TEXT FOR ANALYSIS START

Unfounded homophobia hinders self-realizationBecause of...

the Forum

February 15, 1993

Unfounded homophobia hinders self-realization

Because of all the static raised since President Clinton promised to lift the ban on gays in the military, I would like to illuminate some points that I learned doing research on the subject of homophobia.

We know that homophobia is an irrational fear and hatred of those who love persons of the same sex. It is an oppression as violent as racism, sexism or anti-Semitism.

It calls up images of loss of freedom, verbal and physical violence. It causes rejection by friends, threats or loss of employment, loss of children, beatings, rape, sometimes loss of life.

There are two ideas that fuel homophobia: that homosexuality is either abnormal (sick) or immoral (sinful).

The American Psychological Association has said that to be homosexual is no more abnormal than to be left-handed.

As for being immoral, Dr. Virginia Mollenkott, in an essay in Christianity and Crisis (Nov. 9, 1987), stated that discrimination against homosexuals stems from a misreading of the Bible.

Many English translations of the Bible contain the word "homosexual" in negative contexts, but the fact is that the word homosexual does not occur anywhere in the original writings.

The term itself was not developed in any language until the 1890s. Also, there is not a single reference by Jesus to alleged homosexuality. (However, he made several hundred references to money and the necessity for a just distribution of wealth).

There are many theories about why some of us are heterosexual and some of us are homosexual; for example, genetic makeup, hormones, socialization, environment. There is no conclusive evidence that heterosexual identity comes from one process and homosexuality from another.

There seems rather to be evidence that sexuality has a wide range, on a continuum from totally homosexual, through bi-sexual, to totally heterosexual, with infinite variations in between.

What kind of world might we imagine without imposed gender roles? Kids wouldn't be called sissies or tomboys; they'd just be themselves, able to do what they wished.

People would be able to love anyone, regardless of gender. People would no longer fear showing affection to someone of the same sex.

Women would be able to work at any job without being labeled masculine; men would be able to do the same and not be called effeminate.

TEXT FOR ANALYSIS END
SOURCE INFORMATION START

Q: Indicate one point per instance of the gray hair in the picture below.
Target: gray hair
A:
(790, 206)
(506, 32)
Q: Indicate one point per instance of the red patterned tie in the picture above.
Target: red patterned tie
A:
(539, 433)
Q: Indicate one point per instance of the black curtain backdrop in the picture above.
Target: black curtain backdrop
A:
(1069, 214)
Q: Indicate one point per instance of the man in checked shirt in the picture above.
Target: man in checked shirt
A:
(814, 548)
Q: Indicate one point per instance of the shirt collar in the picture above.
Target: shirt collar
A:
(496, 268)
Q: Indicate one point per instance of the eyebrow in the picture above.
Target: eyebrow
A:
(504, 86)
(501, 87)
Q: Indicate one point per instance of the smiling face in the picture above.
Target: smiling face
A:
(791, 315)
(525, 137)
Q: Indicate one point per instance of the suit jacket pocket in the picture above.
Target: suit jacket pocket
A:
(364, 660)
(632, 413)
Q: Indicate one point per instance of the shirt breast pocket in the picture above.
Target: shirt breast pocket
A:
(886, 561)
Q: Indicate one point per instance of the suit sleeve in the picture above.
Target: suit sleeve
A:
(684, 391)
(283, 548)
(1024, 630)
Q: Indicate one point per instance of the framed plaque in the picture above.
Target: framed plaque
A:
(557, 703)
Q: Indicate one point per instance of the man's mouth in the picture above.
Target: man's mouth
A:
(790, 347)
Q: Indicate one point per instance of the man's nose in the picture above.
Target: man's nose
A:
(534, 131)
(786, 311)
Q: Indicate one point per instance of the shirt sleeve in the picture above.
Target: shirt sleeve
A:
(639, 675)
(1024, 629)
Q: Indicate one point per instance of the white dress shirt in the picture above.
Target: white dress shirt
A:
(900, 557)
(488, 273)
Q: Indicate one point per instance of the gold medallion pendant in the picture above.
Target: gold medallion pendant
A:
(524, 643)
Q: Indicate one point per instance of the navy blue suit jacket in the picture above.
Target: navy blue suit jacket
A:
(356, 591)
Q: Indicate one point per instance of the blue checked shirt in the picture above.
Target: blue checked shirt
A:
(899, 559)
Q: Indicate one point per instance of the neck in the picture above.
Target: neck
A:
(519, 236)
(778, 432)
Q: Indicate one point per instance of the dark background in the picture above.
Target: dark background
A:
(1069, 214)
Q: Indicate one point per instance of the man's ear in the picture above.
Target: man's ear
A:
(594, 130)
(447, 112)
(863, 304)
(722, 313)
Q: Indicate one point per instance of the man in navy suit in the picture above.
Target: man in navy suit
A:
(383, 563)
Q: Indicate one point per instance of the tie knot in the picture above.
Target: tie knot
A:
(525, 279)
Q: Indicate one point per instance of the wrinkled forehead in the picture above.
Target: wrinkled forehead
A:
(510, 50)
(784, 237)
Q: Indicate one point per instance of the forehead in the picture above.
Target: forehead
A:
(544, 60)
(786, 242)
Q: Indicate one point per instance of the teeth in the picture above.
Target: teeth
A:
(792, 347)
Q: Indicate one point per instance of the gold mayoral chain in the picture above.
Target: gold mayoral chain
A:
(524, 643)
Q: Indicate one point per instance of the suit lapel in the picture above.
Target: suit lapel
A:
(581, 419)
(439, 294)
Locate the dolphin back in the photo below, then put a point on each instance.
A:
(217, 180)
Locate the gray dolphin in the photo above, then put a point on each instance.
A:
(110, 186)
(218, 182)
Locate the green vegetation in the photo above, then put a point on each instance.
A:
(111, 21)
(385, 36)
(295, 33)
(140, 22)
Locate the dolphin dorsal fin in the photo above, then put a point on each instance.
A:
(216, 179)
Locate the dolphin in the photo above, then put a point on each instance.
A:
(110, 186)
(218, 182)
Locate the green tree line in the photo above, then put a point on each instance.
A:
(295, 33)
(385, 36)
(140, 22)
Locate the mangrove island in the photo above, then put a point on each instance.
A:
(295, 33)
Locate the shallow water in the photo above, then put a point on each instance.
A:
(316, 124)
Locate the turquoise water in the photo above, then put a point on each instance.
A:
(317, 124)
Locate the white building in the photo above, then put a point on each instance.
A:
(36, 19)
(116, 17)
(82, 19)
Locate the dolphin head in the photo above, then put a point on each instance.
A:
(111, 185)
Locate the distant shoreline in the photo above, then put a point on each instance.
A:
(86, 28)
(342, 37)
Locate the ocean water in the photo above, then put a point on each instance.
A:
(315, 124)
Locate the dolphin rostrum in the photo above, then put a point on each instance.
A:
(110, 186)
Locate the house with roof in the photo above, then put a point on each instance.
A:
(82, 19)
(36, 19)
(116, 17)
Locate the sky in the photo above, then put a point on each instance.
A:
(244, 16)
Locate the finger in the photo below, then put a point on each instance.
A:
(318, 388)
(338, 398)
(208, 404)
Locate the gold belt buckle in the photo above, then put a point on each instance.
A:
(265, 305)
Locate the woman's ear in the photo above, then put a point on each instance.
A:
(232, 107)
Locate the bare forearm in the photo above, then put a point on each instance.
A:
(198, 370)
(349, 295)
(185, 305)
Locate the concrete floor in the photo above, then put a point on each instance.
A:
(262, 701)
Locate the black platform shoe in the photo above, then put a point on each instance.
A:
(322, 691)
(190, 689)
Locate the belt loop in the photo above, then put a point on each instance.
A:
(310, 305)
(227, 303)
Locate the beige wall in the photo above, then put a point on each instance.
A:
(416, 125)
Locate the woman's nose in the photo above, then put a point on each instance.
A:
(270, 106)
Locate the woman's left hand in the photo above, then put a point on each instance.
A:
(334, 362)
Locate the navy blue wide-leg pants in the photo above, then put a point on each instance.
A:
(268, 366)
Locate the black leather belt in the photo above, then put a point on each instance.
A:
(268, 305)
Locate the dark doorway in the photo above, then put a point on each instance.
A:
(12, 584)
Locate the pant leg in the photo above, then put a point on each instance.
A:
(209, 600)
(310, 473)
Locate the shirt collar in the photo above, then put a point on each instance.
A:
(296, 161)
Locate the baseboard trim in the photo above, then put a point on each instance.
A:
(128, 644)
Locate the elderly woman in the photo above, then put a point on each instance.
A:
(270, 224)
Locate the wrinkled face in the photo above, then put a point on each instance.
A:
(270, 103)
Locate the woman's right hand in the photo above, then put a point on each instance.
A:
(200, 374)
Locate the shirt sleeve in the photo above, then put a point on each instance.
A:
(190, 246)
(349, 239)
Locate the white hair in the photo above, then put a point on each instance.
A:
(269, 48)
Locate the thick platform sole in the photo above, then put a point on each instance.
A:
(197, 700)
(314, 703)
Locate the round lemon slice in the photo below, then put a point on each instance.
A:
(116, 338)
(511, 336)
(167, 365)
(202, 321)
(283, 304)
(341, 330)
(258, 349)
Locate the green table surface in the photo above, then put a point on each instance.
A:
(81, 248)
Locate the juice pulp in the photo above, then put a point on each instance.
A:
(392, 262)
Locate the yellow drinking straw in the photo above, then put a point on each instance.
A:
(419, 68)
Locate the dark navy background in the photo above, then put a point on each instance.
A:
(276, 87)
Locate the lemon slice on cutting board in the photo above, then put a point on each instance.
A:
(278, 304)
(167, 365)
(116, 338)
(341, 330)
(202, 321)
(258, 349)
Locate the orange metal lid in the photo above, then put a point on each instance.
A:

SOURCE INFORMATION END

Copy out the full text on homophobia word for word. The records are separate from the text on homophobia.

Unfounded homophobia hinders self-realizationBecause of...

the Forum

February 15, 1993

Unfounded homophobia hinders self-realization

Because of all the static raised since President Clinton promised to lift the ban on gays in the military, I would like to illuminate some points that I learned doing research on the subject of homophobia.

We know that homophobia is an irrational fear and hatred of those who love persons of the same sex. It is an oppression as violent as racism, sexism or anti-Semitism.

It calls up images of loss of freedom, verbal and physical violence. It causes rejection by friends, threats or loss of employment, loss of children, beatings, rape, sometimes loss of life.

There are two ideas that fuel homophobia: that homosexuality is either abnormal (sick) or immoral (sinful).

The American Psychological Association has said that to be homosexual is no more abnormal than to be left-handed.

As for being immoral, Dr. Virginia Mollenkott, in an essay in Christianity and Crisis (Nov. 9, 1987), stated that discrimination against homosexuals stems from a misreading of the Bible.

Many English translations of the Bible contain the word "homosexual" in negative contexts, but the fact is that the word homosexual does not occur anywhere in the original writings.

The term itself was not developed in any language until the 1890s. Also, there is not a single reference by Jesus to alleged homosexuality. (However, he made several hundred references to money and the necessity for a just distribution of wealth).

There are many theories about why some of us are heterosexual and some of us are homosexual; for example, genetic makeup, hormones, socialization, environment. There is no conclusive evidence that heterosexual identity comes from one process and homosexuality from another.

There seems rather to be evidence that sexuality has a wide range, on a continuum from totally homosexual, through bi-sexual, to totally heterosexual, with infinite variations in between.

What kind of world might we imagine without imposed gender roles? Kids wouldn't be called sissies or tomboys; they'd just be themselves, able to do what they wished.

People would be able to love anyone, regardless of gender. People would no longer fear showing affection to someone of the same sex.

Women would be able to work at any job without being labeled masculine; men would be able to do the same and not be called effeminate.